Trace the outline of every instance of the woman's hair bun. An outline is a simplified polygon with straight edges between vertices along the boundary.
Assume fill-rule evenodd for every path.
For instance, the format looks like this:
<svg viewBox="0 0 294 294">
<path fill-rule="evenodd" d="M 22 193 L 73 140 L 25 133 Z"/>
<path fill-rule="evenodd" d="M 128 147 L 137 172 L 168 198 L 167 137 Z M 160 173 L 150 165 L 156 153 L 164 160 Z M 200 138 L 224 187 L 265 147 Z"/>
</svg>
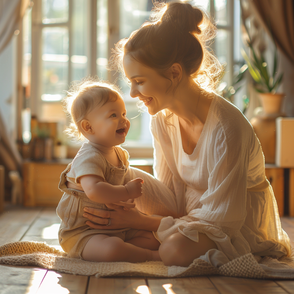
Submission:
<svg viewBox="0 0 294 294">
<path fill-rule="evenodd" d="M 168 2 L 161 20 L 172 24 L 183 33 L 201 33 L 199 25 L 203 20 L 202 12 L 188 3 L 179 1 Z"/>
</svg>

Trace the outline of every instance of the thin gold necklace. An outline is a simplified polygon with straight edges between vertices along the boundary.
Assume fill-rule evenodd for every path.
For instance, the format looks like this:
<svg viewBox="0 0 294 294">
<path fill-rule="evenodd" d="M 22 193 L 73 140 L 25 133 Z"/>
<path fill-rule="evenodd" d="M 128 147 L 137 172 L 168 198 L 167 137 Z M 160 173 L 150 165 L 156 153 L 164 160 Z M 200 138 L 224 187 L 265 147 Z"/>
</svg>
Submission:
<svg viewBox="0 0 294 294">
<path fill-rule="evenodd" d="M 188 146 L 187 147 L 187 154 L 189 155 L 189 142 L 190 141 L 190 138 L 191 138 L 191 134 L 192 133 L 192 130 L 193 129 L 193 127 L 194 125 L 194 121 L 195 121 L 195 117 L 196 116 L 196 111 L 197 111 L 197 108 L 198 107 L 198 103 L 199 102 L 199 99 L 200 98 L 200 94 L 199 94 L 198 96 L 198 100 L 197 101 L 197 105 L 196 106 L 196 109 L 195 110 L 195 113 L 194 113 L 194 118 L 193 119 L 193 123 L 192 124 L 192 127 L 191 128 L 191 131 L 190 132 L 190 135 L 188 138 Z M 188 136 L 188 127 L 187 126 L 187 123 L 186 123 L 186 131 L 187 132 L 187 135 Z"/>
</svg>

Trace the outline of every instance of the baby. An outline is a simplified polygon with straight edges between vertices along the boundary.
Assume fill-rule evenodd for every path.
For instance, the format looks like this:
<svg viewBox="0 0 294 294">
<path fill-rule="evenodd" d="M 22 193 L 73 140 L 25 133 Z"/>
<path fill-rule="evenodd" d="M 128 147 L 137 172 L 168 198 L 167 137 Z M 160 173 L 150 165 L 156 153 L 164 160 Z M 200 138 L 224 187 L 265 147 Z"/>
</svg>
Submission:
<svg viewBox="0 0 294 294">
<path fill-rule="evenodd" d="M 130 124 L 119 89 L 101 80 L 86 80 L 70 90 L 65 106 L 71 121 L 66 132 L 88 142 L 61 177 L 59 188 L 64 193 L 57 212 L 61 220 L 59 237 L 63 249 L 69 257 L 89 261 L 160 259 L 160 244 L 152 232 L 108 229 L 111 211 L 106 204 L 115 203 L 128 210 L 128 202 L 142 195 L 143 182 L 140 178 L 129 181 L 128 153 L 118 146 L 125 141 Z M 86 207 L 108 210 L 105 229 L 86 224 Z"/>
</svg>

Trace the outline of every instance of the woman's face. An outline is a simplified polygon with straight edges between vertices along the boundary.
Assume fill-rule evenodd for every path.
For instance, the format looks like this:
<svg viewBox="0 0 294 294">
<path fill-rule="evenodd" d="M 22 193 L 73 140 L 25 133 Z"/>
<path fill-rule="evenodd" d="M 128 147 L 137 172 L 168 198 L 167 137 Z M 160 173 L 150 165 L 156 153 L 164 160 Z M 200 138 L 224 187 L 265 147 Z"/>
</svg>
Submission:
<svg viewBox="0 0 294 294">
<path fill-rule="evenodd" d="M 171 83 L 169 80 L 128 56 L 124 57 L 123 65 L 126 76 L 131 82 L 131 97 L 138 97 L 143 101 L 152 115 L 169 108 L 173 98 L 172 89 L 167 93 Z"/>
</svg>

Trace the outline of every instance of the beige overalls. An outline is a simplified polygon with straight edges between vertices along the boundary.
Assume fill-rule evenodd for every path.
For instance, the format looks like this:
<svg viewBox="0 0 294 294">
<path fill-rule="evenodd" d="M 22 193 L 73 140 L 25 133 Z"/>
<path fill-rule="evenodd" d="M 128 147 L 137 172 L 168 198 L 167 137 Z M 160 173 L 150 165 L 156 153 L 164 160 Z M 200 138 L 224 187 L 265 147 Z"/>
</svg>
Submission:
<svg viewBox="0 0 294 294">
<path fill-rule="evenodd" d="M 86 243 L 97 234 L 118 237 L 127 241 L 138 230 L 130 228 L 116 230 L 92 228 L 86 224 L 87 220 L 83 216 L 84 208 L 93 207 L 106 210 L 106 206 L 91 200 L 84 192 L 68 188 L 66 185 L 67 181 L 81 187 L 79 178 L 86 175 L 99 176 L 114 186 L 125 184 L 130 181 L 128 153 L 120 147 L 114 148 L 121 162 L 120 167 L 113 166 L 97 149 L 85 143 L 61 174 L 59 187 L 64 193 L 56 211 L 61 220 L 58 236 L 59 243 L 69 257 L 81 258 L 81 254 Z"/>
</svg>

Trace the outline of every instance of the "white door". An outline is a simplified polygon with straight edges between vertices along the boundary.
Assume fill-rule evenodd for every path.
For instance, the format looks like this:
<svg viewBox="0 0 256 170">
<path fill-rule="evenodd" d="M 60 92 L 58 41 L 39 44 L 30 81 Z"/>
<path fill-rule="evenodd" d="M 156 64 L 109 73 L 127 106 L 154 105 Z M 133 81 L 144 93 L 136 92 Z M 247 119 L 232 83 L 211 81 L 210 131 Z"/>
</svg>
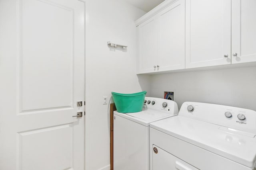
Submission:
<svg viewBox="0 0 256 170">
<path fill-rule="evenodd" d="M 256 1 L 232 1 L 232 63 L 256 61 Z"/>
<path fill-rule="evenodd" d="M 138 26 L 138 73 L 153 72 L 158 70 L 157 25 L 152 17 Z"/>
<path fill-rule="evenodd" d="M 230 64 L 231 0 L 188 0 L 186 10 L 186 68 Z"/>
<path fill-rule="evenodd" d="M 159 70 L 185 68 L 185 0 L 178 0 L 158 14 Z"/>
<path fill-rule="evenodd" d="M 1 1 L 0 169 L 84 169 L 84 7 Z"/>
</svg>

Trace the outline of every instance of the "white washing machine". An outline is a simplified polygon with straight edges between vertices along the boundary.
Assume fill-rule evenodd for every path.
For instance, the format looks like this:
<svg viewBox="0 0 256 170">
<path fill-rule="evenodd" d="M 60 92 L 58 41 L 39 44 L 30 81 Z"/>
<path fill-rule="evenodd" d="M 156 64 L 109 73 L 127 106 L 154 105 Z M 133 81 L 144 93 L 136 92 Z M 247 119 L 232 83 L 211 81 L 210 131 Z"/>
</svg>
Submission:
<svg viewBox="0 0 256 170">
<path fill-rule="evenodd" d="M 150 126 L 151 170 L 256 169 L 256 111 L 186 102 Z"/>
<path fill-rule="evenodd" d="M 144 103 L 139 112 L 114 112 L 115 170 L 149 170 L 150 123 L 178 112 L 177 104 L 172 100 L 146 97 Z"/>
</svg>

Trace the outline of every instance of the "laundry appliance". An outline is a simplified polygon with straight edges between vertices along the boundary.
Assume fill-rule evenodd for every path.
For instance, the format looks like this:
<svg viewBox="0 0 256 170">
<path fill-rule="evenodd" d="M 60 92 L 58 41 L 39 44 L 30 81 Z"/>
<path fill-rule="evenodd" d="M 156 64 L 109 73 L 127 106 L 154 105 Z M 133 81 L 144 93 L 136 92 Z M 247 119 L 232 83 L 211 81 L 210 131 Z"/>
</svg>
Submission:
<svg viewBox="0 0 256 170">
<path fill-rule="evenodd" d="M 256 169 L 256 111 L 186 102 L 150 127 L 151 170 Z"/>
<path fill-rule="evenodd" d="M 149 125 L 177 115 L 177 104 L 172 100 L 146 97 L 142 111 L 114 112 L 114 169 L 148 170 Z"/>
</svg>

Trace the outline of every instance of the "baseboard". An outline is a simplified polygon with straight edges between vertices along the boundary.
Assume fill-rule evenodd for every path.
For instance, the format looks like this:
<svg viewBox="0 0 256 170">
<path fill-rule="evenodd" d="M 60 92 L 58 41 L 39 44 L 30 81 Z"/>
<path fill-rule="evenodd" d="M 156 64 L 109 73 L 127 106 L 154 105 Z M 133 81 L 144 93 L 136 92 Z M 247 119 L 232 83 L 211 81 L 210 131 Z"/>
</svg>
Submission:
<svg viewBox="0 0 256 170">
<path fill-rule="evenodd" d="M 99 169 L 99 170 L 110 170 L 110 165 L 108 165 L 103 168 Z"/>
</svg>

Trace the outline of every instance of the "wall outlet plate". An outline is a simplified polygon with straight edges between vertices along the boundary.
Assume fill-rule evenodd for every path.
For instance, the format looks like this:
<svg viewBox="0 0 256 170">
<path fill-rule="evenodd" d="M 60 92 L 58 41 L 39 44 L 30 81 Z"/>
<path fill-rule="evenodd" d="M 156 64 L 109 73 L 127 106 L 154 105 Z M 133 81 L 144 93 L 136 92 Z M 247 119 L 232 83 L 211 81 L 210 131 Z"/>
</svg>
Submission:
<svg viewBox="0 0 256 170">
<path fill-rule="evenodd" d="M 103 96 L 103 104 L 108 104 L 108 96 Z"/>
<path fill-rule="evenodd" d="M 175 100 L 174 98 L 174 92 L 171 90 L 164 92 L 164 98 L 168 100 Z"/>
</svg>

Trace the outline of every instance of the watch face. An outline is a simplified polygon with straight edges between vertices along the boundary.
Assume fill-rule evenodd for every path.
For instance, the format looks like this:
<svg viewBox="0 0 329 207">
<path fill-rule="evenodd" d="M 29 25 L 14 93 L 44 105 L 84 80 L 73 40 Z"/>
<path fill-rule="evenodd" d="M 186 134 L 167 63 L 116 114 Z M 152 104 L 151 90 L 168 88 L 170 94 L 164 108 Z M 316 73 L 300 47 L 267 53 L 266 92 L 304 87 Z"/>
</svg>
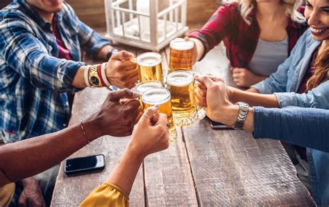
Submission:
<svg viewBox="0 0 329 207">
<path fill-rule="evenodd" d="M 92 84 L 94 86 L 98 86 L 99 84 L 99 80 L 95 76 L 90 77 L 90 80 L 92 81 Z"/>
</svg>

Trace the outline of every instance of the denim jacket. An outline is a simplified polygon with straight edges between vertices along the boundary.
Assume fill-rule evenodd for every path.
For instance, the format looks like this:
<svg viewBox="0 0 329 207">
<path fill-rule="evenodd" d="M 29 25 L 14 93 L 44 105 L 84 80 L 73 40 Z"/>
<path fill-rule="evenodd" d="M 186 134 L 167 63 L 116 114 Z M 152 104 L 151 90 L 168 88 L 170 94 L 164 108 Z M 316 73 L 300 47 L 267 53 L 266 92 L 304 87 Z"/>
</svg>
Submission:
<svg viewBox="0 0 329 207">
<path fill-rule="evenodd" d="M 307 29 L 297 42 L 289 57 L 278 66 L 278 71 L 251 87 L 261 93 L 274 93 L 280 107 L 329 109 L 329 81 L 323 82 L 307 93 L 296 93 L 307 70 L 312 55 L 320 44 L 321 42 L 312 38 L 310 29 Z M 328 205 L 329 153 L 310 148 L 307 148 L 306 151 L 312 195 L 317 205 Z"/>
</svg>

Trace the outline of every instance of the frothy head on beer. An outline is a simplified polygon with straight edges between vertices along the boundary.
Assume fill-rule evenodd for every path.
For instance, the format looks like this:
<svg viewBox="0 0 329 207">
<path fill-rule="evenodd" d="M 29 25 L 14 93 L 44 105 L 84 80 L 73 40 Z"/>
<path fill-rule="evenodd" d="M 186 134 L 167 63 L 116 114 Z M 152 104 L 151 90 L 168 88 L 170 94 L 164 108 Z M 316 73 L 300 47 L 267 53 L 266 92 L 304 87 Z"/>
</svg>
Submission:
<svg viewBox="0 0 329 207">
<path fill-rule="evenodd" d="M 170 48 L 176 51 L 189 51 L 194 47 L 194 42 L 183 38 L 176 38 L 170 42 Z"/>
<path fill-rule="evenodd" d="M 140 95 L 142 95 L 144 92 L 151 89 L 160 89 L 162 84 L 156 80 L 150 80 L 142 82 L 136 86 L 136 91 Z"/>
<path fill-rule="evenodd" d="M 194 82 L 193 73 L 186 71 L 176 71 L 167 76 L 167 84 L 174 87 L 185 87 Z"/>
<path fill-rule="evenodd" d="M 139 65 L 143 66 L 155 66 L 161 63 L 161 55 L 157 53 L 145 53 L 136 58 Z"/>
<path fill-rule="evenodd" d="M 166 89 L 152 89 L 143 93 L 142 100 L 149 105 L 163 105 L 170 101 L 170 92 Z"/>
</svg>

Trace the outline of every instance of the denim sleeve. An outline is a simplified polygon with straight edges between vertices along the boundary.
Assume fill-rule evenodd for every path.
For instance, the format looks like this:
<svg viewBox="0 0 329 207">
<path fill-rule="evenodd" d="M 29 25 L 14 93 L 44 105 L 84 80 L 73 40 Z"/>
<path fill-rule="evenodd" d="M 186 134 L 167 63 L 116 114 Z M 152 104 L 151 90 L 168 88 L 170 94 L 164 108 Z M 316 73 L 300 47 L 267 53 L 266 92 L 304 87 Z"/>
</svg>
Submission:
<svg viewBox="0 0 329 207">
<path fill-rule="evenodd" d="M 84 64 L 52 57 L 35 37 L 31 26 L 18 17 L 0 25 L 0 55 L 10 68 L 35 87 L 74 92 L 73 79 Z"/>
<path fill-rule="evenodd" d="M 329 110 L 253 107 L 255 138 L 271 138 L 329 152 Z"/>
<path fill-rule="evenodd" d="M 329 80 L 323 82 L 307 93 L 274 93 L 280 107 L 294 106 L 312 107 L 323 109 L 329 109 Z"/>
</svg>

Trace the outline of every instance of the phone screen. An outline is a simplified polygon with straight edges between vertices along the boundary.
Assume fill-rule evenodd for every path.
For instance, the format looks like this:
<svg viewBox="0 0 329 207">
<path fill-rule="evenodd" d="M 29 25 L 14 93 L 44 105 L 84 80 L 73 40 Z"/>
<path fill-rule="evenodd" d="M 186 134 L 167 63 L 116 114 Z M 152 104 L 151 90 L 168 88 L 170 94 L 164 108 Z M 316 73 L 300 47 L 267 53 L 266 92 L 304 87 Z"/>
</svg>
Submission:
<svg viewBox="0 0 329 207">
<path fill-rule="evenodd" d="M 211 121 L 210 125 L 211 125 L 212 129 L 233 129 L 230 126 L 228 126 L 226 125 L 224 125 L 223 123 L 213 121 L 213 120 Z"/>
<path fill-rule="evenodd" d="M 67 173 L 103 168 L 105 165 L 103 154 L 68 159 L 65 162 Z"/>
</svg>

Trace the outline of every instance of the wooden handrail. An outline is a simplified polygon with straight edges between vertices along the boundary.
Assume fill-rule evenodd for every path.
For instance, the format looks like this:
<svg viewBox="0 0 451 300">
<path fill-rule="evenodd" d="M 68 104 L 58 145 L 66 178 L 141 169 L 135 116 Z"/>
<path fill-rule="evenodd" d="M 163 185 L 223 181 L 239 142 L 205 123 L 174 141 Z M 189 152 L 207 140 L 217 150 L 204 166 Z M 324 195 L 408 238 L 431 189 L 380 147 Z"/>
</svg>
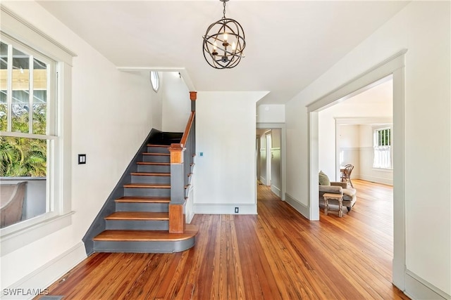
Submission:
<svg viewBox="0 0 451 300">
<path fill-rule="evenodd" d="M 192 126 L 192 122 L 194 119 L 195 115 L 196 115 L 196 112 L 191 112 L 191 115 L 190 115 L 190 119 L 188 119 L 188 123 L 186 124 L 185 132 L 183 133 L 183 136 L 182 136 L 182 140 L 180 141 L 180 145 L 182 147 L 186 145 L 186 141 L 188 139 L 188 135 L 190 134 L 190 131 L 191 131 L 191 126 Z"/>
</svg>

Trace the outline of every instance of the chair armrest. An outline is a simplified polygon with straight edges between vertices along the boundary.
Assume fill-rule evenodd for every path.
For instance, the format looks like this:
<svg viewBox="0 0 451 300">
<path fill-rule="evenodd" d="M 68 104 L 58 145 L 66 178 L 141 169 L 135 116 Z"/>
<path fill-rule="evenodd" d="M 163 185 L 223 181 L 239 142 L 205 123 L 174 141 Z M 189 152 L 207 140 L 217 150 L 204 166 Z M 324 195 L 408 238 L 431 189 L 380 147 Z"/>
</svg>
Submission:
<svg viewBox="0 0 451 300">
<path fill-rule="evenodd" d="M 342 188 L 347 188 L 347 183 L 341 181 L 330 181 L 330 185 L 341 186 Z"/>
<path fill-rule="evenodd" d="M 319 185 L 319 191 L 323 193 L 332 193 L 334 194 L 342 194 L 343 189 L 341 186 Z"/>
</svg>

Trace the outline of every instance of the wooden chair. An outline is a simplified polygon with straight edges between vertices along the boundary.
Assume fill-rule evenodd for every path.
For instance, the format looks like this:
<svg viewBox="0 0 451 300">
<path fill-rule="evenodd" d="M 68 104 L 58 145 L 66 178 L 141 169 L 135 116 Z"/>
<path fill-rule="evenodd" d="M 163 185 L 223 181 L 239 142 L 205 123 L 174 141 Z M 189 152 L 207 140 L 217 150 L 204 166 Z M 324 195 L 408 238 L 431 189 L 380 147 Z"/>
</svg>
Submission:
<svg viewBox="0 0 451 300">
<path fill-rule="evenodd" d="M 352 181 L 351 181 L 351 173 L 354 169 L 354 166 L 352 164 L 347 164 L 345 166 L 345 169 L 340 175 L 340 180 L 342 182 L 349 183 L 352 188 L 354 188 L 354 185 L 352 185 Z"/>
</svg>

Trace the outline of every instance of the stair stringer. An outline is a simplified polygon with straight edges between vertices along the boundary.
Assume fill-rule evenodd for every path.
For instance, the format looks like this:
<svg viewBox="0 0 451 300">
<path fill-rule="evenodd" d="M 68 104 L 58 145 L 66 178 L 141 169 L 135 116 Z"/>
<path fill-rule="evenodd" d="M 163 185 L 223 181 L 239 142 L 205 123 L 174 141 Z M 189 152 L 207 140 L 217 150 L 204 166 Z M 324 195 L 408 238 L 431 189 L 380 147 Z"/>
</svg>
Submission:
<svg viewBox="0 0 451 300">
<path fill-rule="evenodd" d="M 85 234 L 85 236 L 83 237 L 82 240 L 85 244 L 86 254 L 88 256 L 92 254 L 94 250 L 94 243 L 92 239 L 96 235 L 106 230 L 106 221 L 105 220 L 105 217 L 116 211 L 116 202 L 114 200 L 123 196 L 123 185 L 124 184 L 130 181 L 130 173 L 137 171 L 137 162 L 142 160 L 141 158 L 142 157 L 142 152 L 147 151 L 147 143 L 149 141 L 152 140 L 154 136 L 161 133 L 161 131 L 155 129 L 152 129 L 150 131 L 150 132 L 147 135 L 147 137 L 141 145 L 141 147 L 140 147 L 132 159 L 130 161 L 130 164 L 124 171 L 124 173 L 118 181 L 118 183 L 113 189 L 113 191 L 106 199 L 106 201 L 105 201 L 105 203 L 99 211 L 99 214 L 97 214 L 97 216 L 96 216 L 96 217 L 94 218 L 86 234 Z"/>
</svg>

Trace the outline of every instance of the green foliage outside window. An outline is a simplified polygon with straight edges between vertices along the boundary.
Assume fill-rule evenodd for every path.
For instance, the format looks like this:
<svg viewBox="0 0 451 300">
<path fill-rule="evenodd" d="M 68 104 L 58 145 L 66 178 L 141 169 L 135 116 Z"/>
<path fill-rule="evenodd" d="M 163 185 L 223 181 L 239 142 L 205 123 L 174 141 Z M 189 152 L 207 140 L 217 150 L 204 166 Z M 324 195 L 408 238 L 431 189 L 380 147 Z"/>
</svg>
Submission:
<svg viewBox="0 0 451 300">
<path fill-rule="evenodd" d="M 29 112 L 26 107 L 13 112 L 12 131 L 24 132 L 28 129 Z M 6 105 L 0 104 L 0 129 L 7 126 Z M 33 105 L 33 133 L 46 133 L 46 105 Z M 47 140 L 0 136 L 0 176 L 45 177 L 47 174 Z"/>
</svg>

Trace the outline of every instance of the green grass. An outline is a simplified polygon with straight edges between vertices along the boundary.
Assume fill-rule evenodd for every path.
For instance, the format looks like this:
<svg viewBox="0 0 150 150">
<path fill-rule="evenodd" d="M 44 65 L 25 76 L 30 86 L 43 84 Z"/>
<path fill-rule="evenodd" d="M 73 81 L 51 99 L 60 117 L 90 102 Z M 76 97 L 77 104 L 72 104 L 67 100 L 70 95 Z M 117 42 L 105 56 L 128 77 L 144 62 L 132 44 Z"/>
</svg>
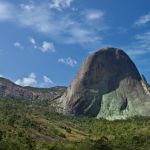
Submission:
<svg viewBox="0 0 150 150">
<path fill-rule="evenodd" d="M 0 100 L 0 150 L 150 150 L 150 117 L 107 121 L 53 113 L 48 102 Z"/>
</svg>

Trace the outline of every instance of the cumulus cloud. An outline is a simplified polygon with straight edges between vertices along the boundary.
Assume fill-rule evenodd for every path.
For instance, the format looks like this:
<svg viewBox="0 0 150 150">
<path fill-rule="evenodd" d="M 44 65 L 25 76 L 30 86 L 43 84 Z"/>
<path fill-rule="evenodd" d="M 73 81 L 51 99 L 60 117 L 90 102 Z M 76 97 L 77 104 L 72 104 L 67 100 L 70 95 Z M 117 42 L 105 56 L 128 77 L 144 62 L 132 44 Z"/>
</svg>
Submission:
-=-=-
### Task instructions
Rewrite the lines from the one containing "Trace the outline of every instance of the cumulus" through the end of the rows, both included, as a Markdown table with columns named Number and Line, numbering each line and leaving out any blank lines.

### The reply
| Number | Line |
|---|---|
| 1 | Trace the outline of every instance of the cumulus cloud. An outline is a simplified polygon with straight edges between vertices along the boundary. |
| 2 | Assume fill-rule evenodd for every path. |
| 3 | For instance, the format looks like this: |
| 4 | <svg viewBox="0 0 150 150"> |
| 5 | <path fill-rule="evenodd" d="M 44 65 L 25 76 L 30 86 L 43 84 Z"/> |
| 6 | <path fill-rule="evenodd" d="M 73 81 L 51 99 L 60 117 L 90 102 Z M 76 97 L 77 104 L 72 104 L 67 100 L 70 95 Z M 117 42 L 105 56 L 128 77 L 144 62 L 132 44 Z"/> |
| 7 | </svg> |
| 8 | Submission: |